[Exercice proposé A]
Répondez aux questions suivantes à partir du texte sur les élections municipales :
(i) Quel seuil des suffrages exprimés une liste doit-elle atteindre pour ne pas être écartée du deuxième tour ?
(ii) Quel pourcentage des votes une liste doit-elle avoir obtenu pour pouvoir se panacher avec les listes dites grandes ?
(iii) Combien de candidats une liste complète doit-elle compter dans les villes de plus de 3500 habitants ?
[Exercice proposé B]
Recopiez fidèlement le passage du texte sur les élections municipales qui commence par « Ce sont en effet » et se termine par « les grands partis. ».

[Texte proposé]
*-*-*

Dès le lendemain du premier tour des élections municipales, les états-majors des grands partis étaient plus préoccupés par les petites et grandes manœuvres pour préparer le deuxième tour que par les résultats du premier.
Ce sont en effet ces manœuvres qui détermineront, dans une large mesure, lesquels des partis de droite ou de gauche constitueront les majorités municipales et occuperont les mairies, et c'est de cela que se soucient les grands partis.
Le deuxième tour ne donne pourtant qu'une image caricaturale de l'opinion de l'électorat tant en raison des fusions diverses que parce qu'un des nombreux aspects antidémocratiques de la loi électorale écarte du deuxième tour les listes qui n'ont pas atteint le seuil fatidique de 10% des suffrages exprimés. Ce qui fait que les listes dites petites sont interdites d'élections. Tout au plus, celles qui ont obtenu plus de 5% des votes peuvent-elles se panacher avec les listes dites grandes. A condition, bien sûr, que ces «grandes» listes veuillent bien de ce panachage et, de toute façon, au prix d'une abdication politique, partielle ou totale, des petites listes.
Dans la réalité, seul le premier tour reflète, dans une certaine mesure, l'opinion de l'électorat. Dans une certaine mesure seulement car, pour l'appréciation globale des résultats électoraux, il ne faut pas oublier cet autre aspect antidémocratique de la loi électorale qui oblige à présenter des listes complètes, c'est-à-dire comptant entre 23 et 69 candidats dans les villes de plus de 3500 habitants. Ce qui signifie qu'un courant politique peut être présent dans une commune sans pouvoir se présenter aux élections et donc sans que la fraction de l'électorat qui se retrouve dans ses idées puisse s'exprimer.

*-*-*

Données d'annotation par points
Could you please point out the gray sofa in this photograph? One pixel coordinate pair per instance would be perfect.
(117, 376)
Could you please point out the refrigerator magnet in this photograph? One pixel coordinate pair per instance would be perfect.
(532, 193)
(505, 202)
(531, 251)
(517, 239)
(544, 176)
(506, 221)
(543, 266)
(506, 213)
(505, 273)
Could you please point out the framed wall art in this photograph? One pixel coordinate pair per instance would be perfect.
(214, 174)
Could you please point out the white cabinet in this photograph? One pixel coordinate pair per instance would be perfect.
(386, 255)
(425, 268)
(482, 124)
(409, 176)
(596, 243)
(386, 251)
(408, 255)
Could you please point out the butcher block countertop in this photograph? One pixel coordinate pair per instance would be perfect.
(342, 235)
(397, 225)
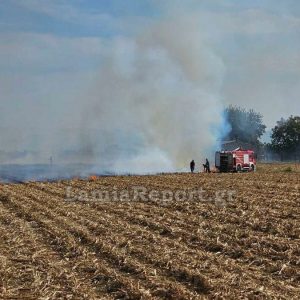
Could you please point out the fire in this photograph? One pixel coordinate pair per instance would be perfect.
(93, 177)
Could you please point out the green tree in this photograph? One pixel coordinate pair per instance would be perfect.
(246, 125)
(286, 136)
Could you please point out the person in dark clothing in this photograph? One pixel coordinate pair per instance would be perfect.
(192, 166)
(207, 166)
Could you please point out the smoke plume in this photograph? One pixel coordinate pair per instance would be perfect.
(152, 106)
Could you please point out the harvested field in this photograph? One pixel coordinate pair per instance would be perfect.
(65, 240)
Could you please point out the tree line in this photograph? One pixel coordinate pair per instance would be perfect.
(247, 126)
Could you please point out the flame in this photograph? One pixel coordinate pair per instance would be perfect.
(93, 177)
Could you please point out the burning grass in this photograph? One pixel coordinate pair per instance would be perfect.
(247, 248)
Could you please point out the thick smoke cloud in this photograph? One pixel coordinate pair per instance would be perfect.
(160, 92)
(152, 105)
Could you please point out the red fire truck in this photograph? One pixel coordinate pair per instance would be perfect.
(237, 160)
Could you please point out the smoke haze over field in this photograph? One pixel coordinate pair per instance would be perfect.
(139, 86)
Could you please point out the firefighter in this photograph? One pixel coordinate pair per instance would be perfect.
(192, 166)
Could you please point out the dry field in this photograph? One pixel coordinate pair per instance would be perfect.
(246, 247)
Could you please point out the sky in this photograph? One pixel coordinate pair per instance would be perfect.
(52, 53)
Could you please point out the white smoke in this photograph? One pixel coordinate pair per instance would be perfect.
(160, 89)
(153, 105)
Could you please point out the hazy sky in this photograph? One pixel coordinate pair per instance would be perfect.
(52, 50)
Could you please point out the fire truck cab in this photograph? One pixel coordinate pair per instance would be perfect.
(237, 160)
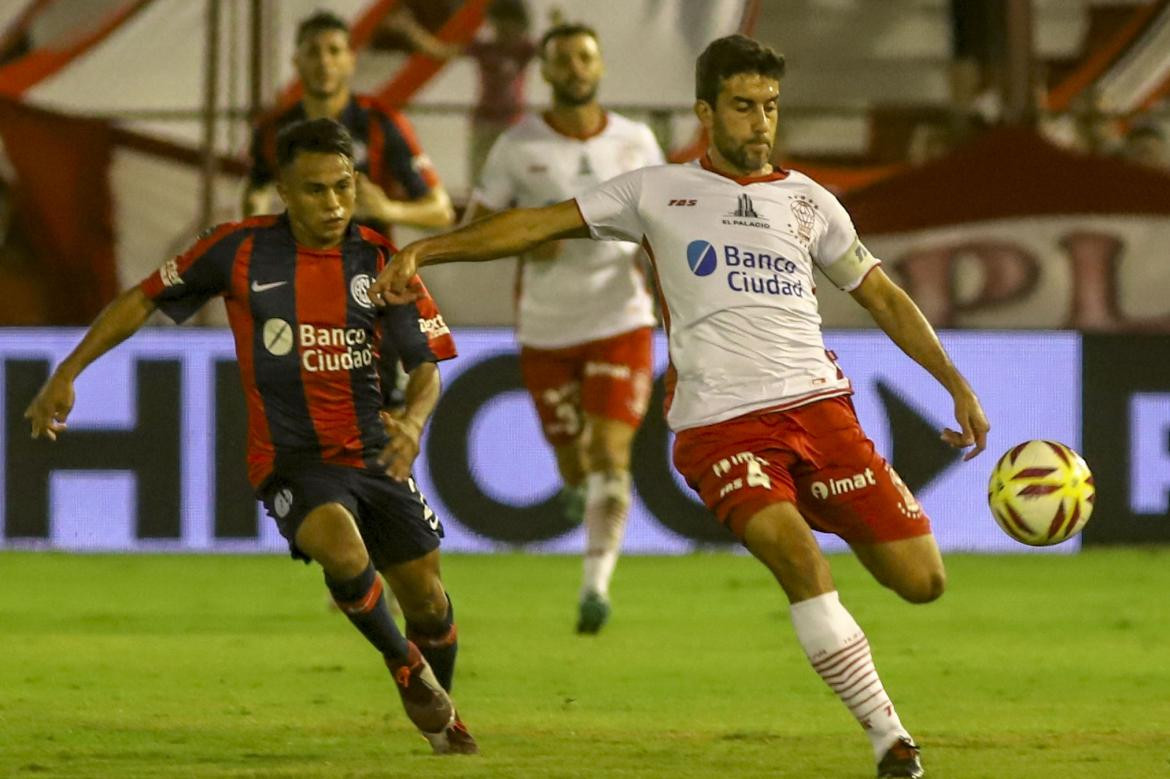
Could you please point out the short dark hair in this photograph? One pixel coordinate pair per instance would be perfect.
(318, 22)
(730, 56)
(324, 135)
(565, 29)
(508, 11)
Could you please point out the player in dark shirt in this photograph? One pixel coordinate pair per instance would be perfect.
(332, 469)
(396, 181)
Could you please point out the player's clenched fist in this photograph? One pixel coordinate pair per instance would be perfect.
(50, 407)
(398, 457)
(392, 284)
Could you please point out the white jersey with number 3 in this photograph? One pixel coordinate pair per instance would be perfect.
(590, 290)
(735, 267)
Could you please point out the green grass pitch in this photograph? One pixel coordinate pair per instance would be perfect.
(142, 666)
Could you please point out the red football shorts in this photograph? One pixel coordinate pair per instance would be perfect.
(816, 456)
(607, 378)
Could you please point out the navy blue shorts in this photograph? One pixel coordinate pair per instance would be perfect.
(393, 517)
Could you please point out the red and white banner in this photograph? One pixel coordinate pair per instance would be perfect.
(1013, 233)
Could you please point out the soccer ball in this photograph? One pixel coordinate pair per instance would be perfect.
(1041, 493)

*-*-*

[Corrigé détaillé A]
(i) 10 % des suffrages exprimés.
(ii) Plus de 5 % des votes.
(iii) Entre 23 et 69 candidats.

[Corrigé détaillé B]
Ce sont en effet ces manœuvres qui détermineront, dans une large mesure, lesquels des partis de droite ou de gauche constitueront les majorités municipales et occuperont les mairies, et c'est de cela que se soucient les grands partis.